Problem set:
a. Copy the book-tournament post word for word from "RND2 ELEANOR FARFAR" to "right so far.".
b. Write the next part of the book-tournament post, starting right after its last sentence.

Teachers and kids. With one throwaway line, such a shift in looking at the books. A focus on the child-reader as well as the judge’s own reading preferences? We’ve seen that. But, “teachers.” Because yes, teachers matter. Classroom libraries, books that are read aloud to the classroom, assignments, all the ways that a teacher introduces a book to students.

Round 2, Match 2

Once I realized it was going to be impossible to write up and post my reactions to the various matches, it became freeing! So yes, I’m a day (or more) late. But rest assured, late as my commentary is and will be — it’ll still be here!

My prediction: “Doll Bones v Far Far Away, Judge Rae Carson. I’ve read both; but this time, I’m going to lean towards Far Far Away.

RND2 ELEANOR FARFAR Round 2, Match 2: Eleanor & Park vs Far Far Away

The actual matchEleanor & Park vs Far Far Away judged by Rae Carson. So, only half right so far.

What did Carson say? “I’m giving the slight edge to Far, Far Away.”

Yay me! But why did Carson give the edge to Far, Far Away?

Data section:

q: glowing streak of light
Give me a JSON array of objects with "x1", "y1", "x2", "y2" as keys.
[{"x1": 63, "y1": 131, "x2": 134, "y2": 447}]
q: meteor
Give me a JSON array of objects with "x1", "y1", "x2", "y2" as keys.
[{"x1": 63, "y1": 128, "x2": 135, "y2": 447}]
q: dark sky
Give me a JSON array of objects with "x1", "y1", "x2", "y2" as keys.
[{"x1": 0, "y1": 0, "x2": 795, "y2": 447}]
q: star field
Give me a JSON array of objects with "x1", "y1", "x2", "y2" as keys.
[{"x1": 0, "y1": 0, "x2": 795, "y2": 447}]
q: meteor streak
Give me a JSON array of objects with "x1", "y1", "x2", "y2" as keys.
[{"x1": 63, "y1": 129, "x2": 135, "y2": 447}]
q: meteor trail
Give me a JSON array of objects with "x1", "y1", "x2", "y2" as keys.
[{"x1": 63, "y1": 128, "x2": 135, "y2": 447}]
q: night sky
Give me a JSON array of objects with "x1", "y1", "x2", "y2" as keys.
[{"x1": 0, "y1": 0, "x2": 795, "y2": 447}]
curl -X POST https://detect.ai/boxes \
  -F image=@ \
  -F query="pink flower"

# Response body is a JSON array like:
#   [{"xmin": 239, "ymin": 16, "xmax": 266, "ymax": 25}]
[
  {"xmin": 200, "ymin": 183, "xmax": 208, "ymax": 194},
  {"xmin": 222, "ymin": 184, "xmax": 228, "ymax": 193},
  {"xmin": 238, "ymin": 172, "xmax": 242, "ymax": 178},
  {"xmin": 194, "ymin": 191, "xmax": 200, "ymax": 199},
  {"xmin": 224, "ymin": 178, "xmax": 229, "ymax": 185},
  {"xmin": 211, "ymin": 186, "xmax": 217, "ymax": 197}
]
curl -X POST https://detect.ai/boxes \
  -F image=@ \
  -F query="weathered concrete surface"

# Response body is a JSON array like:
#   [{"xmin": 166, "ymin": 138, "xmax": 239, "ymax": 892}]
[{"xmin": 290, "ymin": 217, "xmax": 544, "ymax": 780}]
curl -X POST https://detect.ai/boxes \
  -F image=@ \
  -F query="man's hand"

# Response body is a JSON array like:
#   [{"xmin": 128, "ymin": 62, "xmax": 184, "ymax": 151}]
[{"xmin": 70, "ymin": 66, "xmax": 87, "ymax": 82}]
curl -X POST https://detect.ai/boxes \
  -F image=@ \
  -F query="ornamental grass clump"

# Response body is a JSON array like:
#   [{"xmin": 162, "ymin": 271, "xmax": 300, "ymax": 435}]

Per-task answers:
a.
RND2 ELEANOR FARFAR Round 2, Match 2: Eleanor & Park vs Far Far Away

The actual matchEleanor & Park vs Far Far Away judged by Rae Carson. So, only half right so far.

b.
Carson likes both books, yet tempers her discussions. About Eleanor & Park, she notes “minor quibbles with some muddled pacing.” And with Far, Far Away, she begins with “I was prepared to hate it.”

I was prepared to hate it.

If you’re a reader, you have a reading bias. It’s just human nature, to have things you like and things you don’t. What is interesting about Carson’s decision is not that she admits her bias; but, rather, she doesn’t let that bias control her reading.

It’s easy to say, “I hate fantasy, I read this fantasy book, and I hate it because ugh, fantasy.” It’s harder to read that book and not have ones biases confirmed.

It’s a great lesson, I think, as a reader. Have a bias, recognize it — but still be open to what you may discover.

And Carson discovered a book that ended up passing along to the next round.

Round 2, Match 1

And so Round 2!

My prediction: “The Animal Book v Boxers & Saints, Judge Tonya Bolden. I’m going with “pick something I read,” so Boxers & Saints.”

And I accurately predicted what the match would be: it was, indeed, The Animal Book v Boxers & Saints.

And double prediction: I was also right about Boxers & Saints moving on!

RND2 ANIMAL BOXERS Round 2, Match 1: The Animal Book vs Boxers and Saints

Bolden gives background on both books: and as I read through, let me just say — Bolden is good.

She was both enthusiastic and objective about both books, so that I had no inkling which way she’d go — two works that are necessary, two works that will stay with me for years, two works I am sure to revisit“.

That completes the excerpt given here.